**Texto da página**
Por Léo Mittaraquis (*)
Cannery Row, em Monterey, Califórnia, é um poema, um mau cheiro, um rangido, uma qualidade de luz, uma tonalidade, um hábito, uma nostalgia, um sonho.
John Steinbeck
Publicado em 1945, “A Rua das Ilusões Perdidas” chegou às minhas mãos quarenta anos depois. Já conhecia Steinbeck de “A Leste do Éden”, “As Vinhas da Ira” e “Ratos e Homens”. O título sobre o qual comento, hoje, não é o mais conhecido e nem o mais aclamado. Mas, em mim, provocou a tristeza e a melancolia necessárias ao espírito de quem ama os livros, a mulher, os vinhos, os charutos, o blues e o jazz.
Os personagens de “A Rua das Ilusões Perdidas” ou “Cannery Row” [título original] são simples em suas vidas, complexos sob a elaboração do escritor. Todos moram, quando não exatamente na rua Cannery, pelas redondezas. E para a rua convergem, pois, muitos são funcionários [os canners] das enlatadoras de sardinhas.
O prólogo descreve muito bem a situação: “Os apitos das fábricas começam então seu berreiro e homens e mulheres se metem em suas roupas e descem correndo para a Row, a fim de trabalhar. Carros reluzentes trazem as chamadas classes superiores, os superintendentes, contadores, os proprietários, que desaparecem em seus escritórios. A cidade despeja na Row os seus carcamanos, chinas e polacos, homens e mulheres de calça, casaco de borracha e avental de oleado”.
Estes são os personagens, em grande parte anônimos, que povoam o mundo real e imaginário de Steinbeck.
Há os nomeados, sim. Destes, seleciono quatro, os quais são referência para a vida em Cannery Row, o que inclui o jeito de ver as coisas de cada um e da comunidade. Vamos a eles.
Doc é um cientista. Mais exatamente, é um biólogo marinho e proprietário do Laboratório Biológico Ocidental, o qual também fica em Cannery Row.
Doc é culto. Sabe o que é boa literatura, boa arte e boa música. Além disso, é conhecido pelo número de mulheres elegantes que visitam seu laboratório pela noite.
Ao longo dos anos, Doc tornou-se um exemplo ético e humanista da comunidade local. O biólogo passou a ser alguém a quem as pessoas recorrem em busca de conselhos e ajuda.

**Partes do exercício**
• a. Traduza para o inglês esta frase do texto sobre Cannery Row: "Ao longo dos anos, Doc tornou-se um exemplo ético e humanista da comunidade local."
• b. Retome o texto sobre o livro de Steinbeck e dê sequência a ele logo depois da última frase apresentada.

Entradas de dados armazenados

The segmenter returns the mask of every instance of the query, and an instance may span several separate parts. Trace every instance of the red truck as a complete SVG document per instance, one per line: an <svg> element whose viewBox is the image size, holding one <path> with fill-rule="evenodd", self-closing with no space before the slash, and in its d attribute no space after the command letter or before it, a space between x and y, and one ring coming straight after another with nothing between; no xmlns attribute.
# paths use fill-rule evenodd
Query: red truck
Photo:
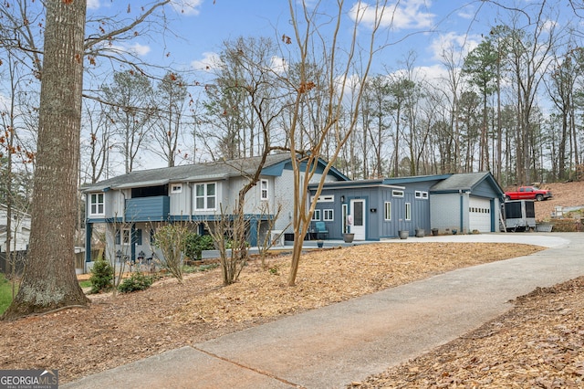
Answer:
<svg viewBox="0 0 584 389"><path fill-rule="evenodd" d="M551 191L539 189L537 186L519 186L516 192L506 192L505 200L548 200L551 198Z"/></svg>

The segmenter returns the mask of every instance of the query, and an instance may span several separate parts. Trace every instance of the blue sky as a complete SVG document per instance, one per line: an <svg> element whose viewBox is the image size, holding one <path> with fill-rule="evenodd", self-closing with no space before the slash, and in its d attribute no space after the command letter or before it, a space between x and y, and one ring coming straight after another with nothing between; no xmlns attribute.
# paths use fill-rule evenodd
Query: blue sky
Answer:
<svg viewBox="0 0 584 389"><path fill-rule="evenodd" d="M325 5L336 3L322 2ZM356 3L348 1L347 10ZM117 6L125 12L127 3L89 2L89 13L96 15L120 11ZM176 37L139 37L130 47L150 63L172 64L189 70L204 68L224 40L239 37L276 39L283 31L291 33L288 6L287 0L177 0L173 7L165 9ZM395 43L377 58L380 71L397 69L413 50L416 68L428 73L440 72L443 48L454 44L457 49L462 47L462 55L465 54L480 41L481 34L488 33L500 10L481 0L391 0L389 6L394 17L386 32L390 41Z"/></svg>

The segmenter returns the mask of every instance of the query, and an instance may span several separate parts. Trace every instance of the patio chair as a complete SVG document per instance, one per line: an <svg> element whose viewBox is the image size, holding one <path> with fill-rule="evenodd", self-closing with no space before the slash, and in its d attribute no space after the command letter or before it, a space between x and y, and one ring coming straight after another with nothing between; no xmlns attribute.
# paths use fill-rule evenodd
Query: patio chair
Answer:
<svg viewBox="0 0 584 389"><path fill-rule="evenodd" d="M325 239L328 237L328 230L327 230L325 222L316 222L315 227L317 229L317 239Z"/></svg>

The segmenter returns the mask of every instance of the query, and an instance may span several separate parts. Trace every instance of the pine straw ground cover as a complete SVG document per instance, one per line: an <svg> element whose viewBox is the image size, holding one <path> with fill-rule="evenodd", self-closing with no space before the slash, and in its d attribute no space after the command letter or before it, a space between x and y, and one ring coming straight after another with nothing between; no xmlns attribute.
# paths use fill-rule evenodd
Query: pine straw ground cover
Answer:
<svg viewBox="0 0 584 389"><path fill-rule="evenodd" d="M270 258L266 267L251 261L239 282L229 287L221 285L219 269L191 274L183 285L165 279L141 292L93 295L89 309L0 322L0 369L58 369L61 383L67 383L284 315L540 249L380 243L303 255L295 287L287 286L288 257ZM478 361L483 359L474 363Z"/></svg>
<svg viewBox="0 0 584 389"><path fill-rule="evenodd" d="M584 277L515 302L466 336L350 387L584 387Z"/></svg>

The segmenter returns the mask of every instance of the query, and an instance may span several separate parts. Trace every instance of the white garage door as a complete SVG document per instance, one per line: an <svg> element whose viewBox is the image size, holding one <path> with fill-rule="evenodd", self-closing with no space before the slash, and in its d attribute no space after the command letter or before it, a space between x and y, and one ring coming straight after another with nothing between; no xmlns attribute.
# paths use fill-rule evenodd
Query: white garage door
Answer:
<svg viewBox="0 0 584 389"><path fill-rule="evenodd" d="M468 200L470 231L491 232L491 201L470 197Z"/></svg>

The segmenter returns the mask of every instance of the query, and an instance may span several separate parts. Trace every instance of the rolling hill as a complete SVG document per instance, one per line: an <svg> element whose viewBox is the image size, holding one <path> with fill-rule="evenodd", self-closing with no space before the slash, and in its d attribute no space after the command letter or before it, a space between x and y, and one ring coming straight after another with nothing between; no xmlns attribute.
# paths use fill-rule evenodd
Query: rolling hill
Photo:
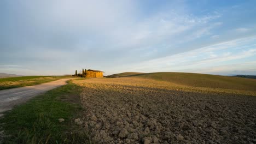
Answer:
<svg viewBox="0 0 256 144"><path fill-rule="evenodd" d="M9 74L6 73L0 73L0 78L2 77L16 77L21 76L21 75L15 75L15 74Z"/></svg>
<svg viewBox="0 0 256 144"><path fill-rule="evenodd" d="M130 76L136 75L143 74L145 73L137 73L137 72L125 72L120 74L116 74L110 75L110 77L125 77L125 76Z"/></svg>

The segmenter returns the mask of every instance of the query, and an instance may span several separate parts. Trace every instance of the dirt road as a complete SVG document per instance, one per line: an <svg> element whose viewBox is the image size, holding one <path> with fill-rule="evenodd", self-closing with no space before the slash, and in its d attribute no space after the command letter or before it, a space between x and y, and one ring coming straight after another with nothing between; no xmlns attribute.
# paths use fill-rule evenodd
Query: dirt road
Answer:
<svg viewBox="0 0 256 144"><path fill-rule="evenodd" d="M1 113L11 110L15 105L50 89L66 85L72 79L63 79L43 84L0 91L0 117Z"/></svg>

**Resultados do exercício**
• a. Over the years, Doc became an ethical and humanist example for the local community.

• b.
Nestas relações, em situações das mais diversas, Doc, que tem por princípio dizer o que pensa e falar a verdade, aprendeu que nem todos compreendem isso. Assim, ele criou mentiras, já prontinhas para as ocasiões em que a verdade pode, até mesmo, pô-lo em risco de morte.
Embora seja comum estar com pessoas em torno, o personagem é um tanto solitário. E, de certa forma, parece ver nisso algum benefício.
Sua educação e curiosidade intelectual o diferenciaram da maioria dos demais habitantes da região.
Para agravar as coisas, a partir de experiências desagradáveis que viveu por ter se envolvido com as trapalhadas de Mack, passou a ser ainda mais cauteloso quando a coisa significa trato com gente.
Não é inimigo de Mack, nem de longe. São muito próximos. E o jeito despojado de Mack chama sua atenção. Contudo, sabe que o simpático vagabundo é dado a invencionices, a iniciativas duvidosas, sempre a envolver outros do grupo que lidera… Ou explora, conforme o ponto de vista.
Por falar em Mack…
Mack é um sujeito esperto, criativo e astuto. E assim, vivendo desta maneira, não raro consegue o que deseja.
Em Mack há o dom da manipulação. Entretanto, Steinbeck não desenha um personagem mau. Evita, sempre que pode, o que denominaríamos de trabalhos convencionais.
Além de liderar, ainda que de forma frouxa o grupo de simpáticos ociosos, Mack se esforça em demonstrar, constantemente, sua admiração por Doc.
Com habilidade de escritor talentoso, Steinbeck, após um fato desastroso ocorrido, e que se deu por culpa de Mack, o leitor é inteirado da procedência do personagem. Mack é esmurrado, com violência, por Doc. Não reage, entende que a reação do amigo é justa. Conclui que estava precisando de uma “lição” como esta há muito tempo. Machucado, sem reação, triste e arrependido, Mack é consolado pelo próprio Doc. Bebem cerveja juntos. O autor define, com este recurso, a perspectiva de vida de cada um, suas distinções, mas, também as convergências. Moram em Cannery Row, Monterey, Califórnia. Possuem, de alguma maneira, algumas marcas imprimidas pelo local, marcas que se assemelham. Outras, nem tanto.
E Dora Flood?
Nas palavras de John Steinbeck, “Ela leva uma existência precária. Sendo contra a lei [é dona de um bordel – Nota minha.], pelo menos contra a letra da lei, deve ser duas vezes mais respeitadora da lei do que qualquer outra pessoa”.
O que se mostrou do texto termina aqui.